■ **What the task asks**
Reproduce the dealer summit column below word for word, in full.

■ **Page text**

++++

Well, I did it again. I got worked up and shot off my mouth. Let me explain as I apologize.

At the Omaha Dealer Minds Summit in August, our panel discussed various wholegoods commission structures, which are driving used equipment sales and increasing turns. We were the last group to speak at the two-day event hosted by Farm Equipment magazine.

Over the two days, there is always lots of time to visit with old and new friends. In the course of my career, I have attended many manufacturer and dealer events with owners and employees and most are willing to share their issues. These are not only used inventory issues but issues throughout the dealership.

Two days of hearing the same stories about the same problems can grind on a guy. These are the same things I heard a few years ago and, in some cases, a decade ago. My first mistake was asking, “What are you changing in order to get a different result?”

The most common response was, “Nothing too different, would not want to shake up the store too much. What we are doing has allowed us to survive.” You can imagine the bubbling point that brought me to.

If we’ve learned anything about the used iron game in recent years, we’ve learned that change is a must in order to survive and just maybe we might prosper in the years ahead. Status quo is not going to move our dealerships ahead.

On the surface, the comments made in my presentation may have appeared to be aggressive – and likely they were aggressive. However, how are we going to drive home the message to stop sitting on your hands?

My intention was not to slam but to challenge everyone to think differently and to change in order to improve.

As dealership owners, my partners and I were not any smarter than anyone else in the industry. We’ve experienced cash flow issues and were forced into thinking differently about used equipment. As youngsters, we’d been brainwashed from hearing “too much used iron for too long will drive a dealership to bankruptcy.”

++++

■ **Location-labeling data**
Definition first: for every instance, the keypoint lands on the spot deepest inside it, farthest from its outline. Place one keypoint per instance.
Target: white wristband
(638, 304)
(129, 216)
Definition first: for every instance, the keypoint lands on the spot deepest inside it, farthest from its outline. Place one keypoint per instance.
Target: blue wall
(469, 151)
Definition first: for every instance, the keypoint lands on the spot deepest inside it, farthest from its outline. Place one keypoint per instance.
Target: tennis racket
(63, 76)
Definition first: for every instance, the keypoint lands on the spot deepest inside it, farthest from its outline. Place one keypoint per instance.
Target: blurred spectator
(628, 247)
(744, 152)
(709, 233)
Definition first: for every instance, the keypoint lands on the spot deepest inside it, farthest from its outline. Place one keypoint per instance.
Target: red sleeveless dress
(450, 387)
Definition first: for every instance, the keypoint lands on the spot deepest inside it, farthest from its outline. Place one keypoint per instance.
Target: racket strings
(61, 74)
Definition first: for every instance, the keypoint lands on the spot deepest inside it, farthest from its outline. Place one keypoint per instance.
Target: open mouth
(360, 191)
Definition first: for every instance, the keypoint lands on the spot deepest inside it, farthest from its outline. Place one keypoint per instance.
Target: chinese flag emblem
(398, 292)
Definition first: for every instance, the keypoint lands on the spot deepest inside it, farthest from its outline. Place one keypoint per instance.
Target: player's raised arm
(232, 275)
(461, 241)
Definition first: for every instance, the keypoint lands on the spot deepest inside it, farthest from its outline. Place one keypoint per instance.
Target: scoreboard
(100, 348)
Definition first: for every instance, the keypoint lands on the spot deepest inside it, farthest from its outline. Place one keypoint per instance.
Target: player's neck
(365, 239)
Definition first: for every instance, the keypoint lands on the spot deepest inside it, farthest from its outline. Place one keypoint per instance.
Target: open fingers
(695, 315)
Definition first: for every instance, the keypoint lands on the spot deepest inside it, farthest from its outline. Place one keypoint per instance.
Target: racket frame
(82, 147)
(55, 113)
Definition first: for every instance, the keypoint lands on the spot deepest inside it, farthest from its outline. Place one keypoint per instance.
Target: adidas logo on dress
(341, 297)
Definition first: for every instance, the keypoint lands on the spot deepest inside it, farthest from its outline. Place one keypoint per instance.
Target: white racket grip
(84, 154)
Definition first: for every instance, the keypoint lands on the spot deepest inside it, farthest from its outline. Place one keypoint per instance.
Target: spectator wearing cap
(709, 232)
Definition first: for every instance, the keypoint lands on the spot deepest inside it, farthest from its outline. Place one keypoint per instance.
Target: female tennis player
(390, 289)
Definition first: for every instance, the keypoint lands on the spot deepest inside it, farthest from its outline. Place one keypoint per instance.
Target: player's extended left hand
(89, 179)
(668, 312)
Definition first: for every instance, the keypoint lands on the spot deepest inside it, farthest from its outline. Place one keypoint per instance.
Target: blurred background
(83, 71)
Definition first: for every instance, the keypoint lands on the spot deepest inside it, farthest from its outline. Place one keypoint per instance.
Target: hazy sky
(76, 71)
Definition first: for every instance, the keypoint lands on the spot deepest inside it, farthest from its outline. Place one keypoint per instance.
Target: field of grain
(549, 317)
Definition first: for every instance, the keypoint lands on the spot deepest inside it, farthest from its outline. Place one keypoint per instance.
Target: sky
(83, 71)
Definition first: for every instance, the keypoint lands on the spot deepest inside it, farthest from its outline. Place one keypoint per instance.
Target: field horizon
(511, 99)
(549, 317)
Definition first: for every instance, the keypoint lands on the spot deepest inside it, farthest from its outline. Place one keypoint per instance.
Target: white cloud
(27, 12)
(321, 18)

++++

■ **Output**
Well, I did it again. I got worked up and shot off my mouth. Let me explain as I apologize.

At the Omaha Dealer Minds Summit in August, our panel discussed various wholegoods commission structures, which are driving used equipment sales and increasing turns. We were the last group to speak at the two-day event hosted by Farm Equipment magazine.

Over the two days, there is always lots of time to visit with old and new friends. In the course of my career, I have attended many manufacturer and dealer events with owners and employees and most are willing to share their issues. These are not only used inventory issues but issues throughout the dealership.

Two days of hearing the same stories about the same problems can grind on a guy. These are the same things I heard a few years ago and, in some cases, a decade ago. My first mistake was asking, “What are you changing in order to get a different result?”

The most common response was, “Nothing too different, would not want to shake up the store too much. What we are doing has allowed us to survive.” You can imagine the bubbling point that brought me to.

If we’ve learned anything about the used iron game in recent years, we’ve learned that change is a must in order to survive and just maybe we might prosper in the years ahead. Status quo is not going to move our dealerships ahead.

On the surface, the comments made in my presentation may have appeared to be aggressive – and likely they were aggressive. However, how are we going to drive home the message to stop sitting on your hands?

My intention was not to slam but to challenge everyone to think differently and to change in order to improve.

As dealership owners, my partners and I were not any smarter than anyone else in the industry. We’ve experienced cash flow issues and were forced into thinking differently about used equipment. As youngsters, we’d been brainwashed from hearing “too much used iron for too long will drive a dealership to bankruptcy.”